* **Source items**
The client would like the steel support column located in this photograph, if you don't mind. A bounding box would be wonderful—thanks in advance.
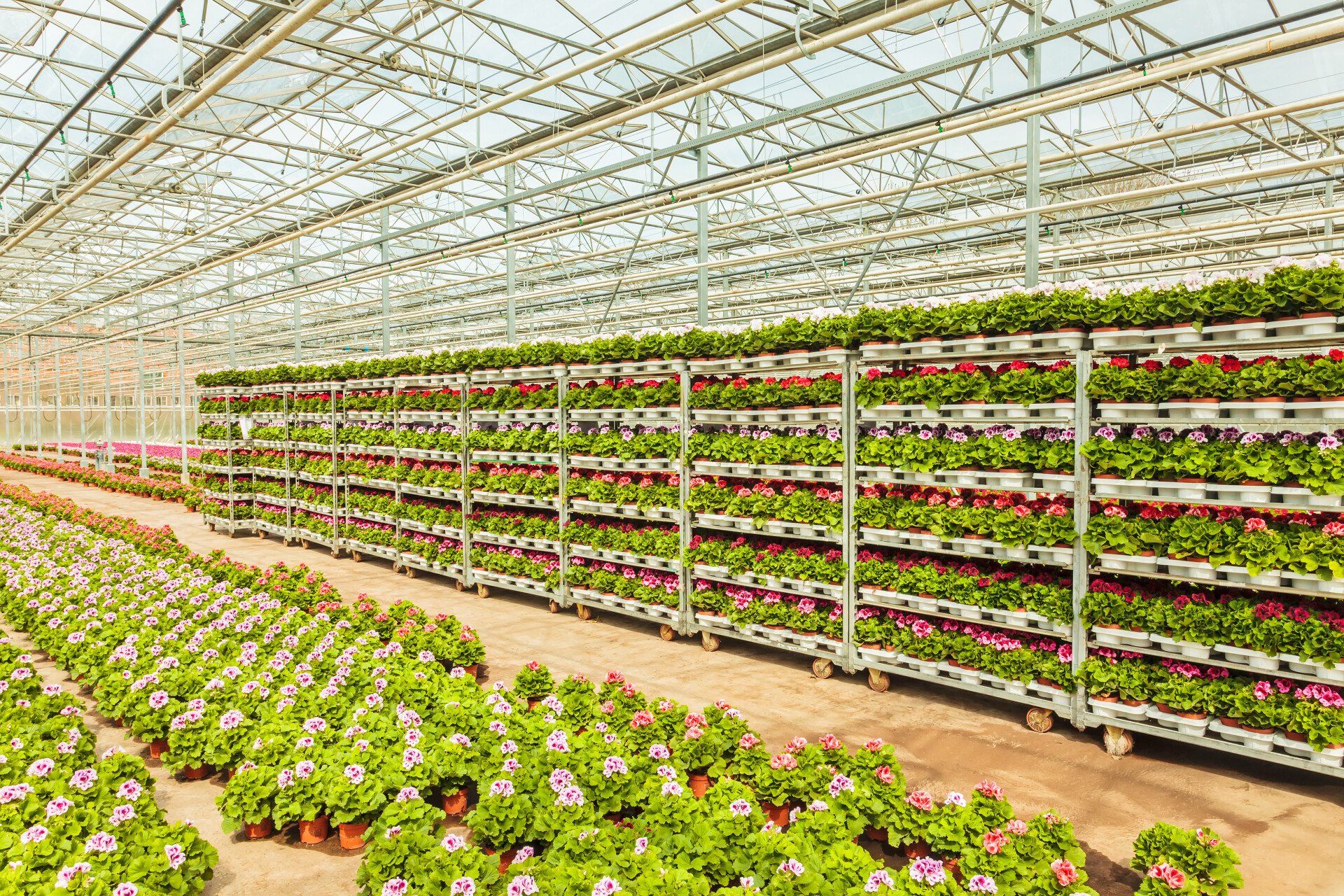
[136,298,149,477]
[1023,0,1044,286]
[51,339,64,461]
[289,238,304,364]
[699,94,710,326]
[177,326,191,485]
[382,208,393,355]
[504,165,517,342]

* **Goal**
Copy every line of the items above word for word, leaving out the pictures.

* **Written solution**
The client would like the steel support column located in this photograph, if you don't mind. A bounding box would be wonderful—thanks in advance.
[136,298,149,477]
[1023,0,1044,286]
[51,339,64,461]
[289,238,304,364]
[699,94,710,326]
[177,326,191,485]
[382,208,393,355]
[504,165,517,342]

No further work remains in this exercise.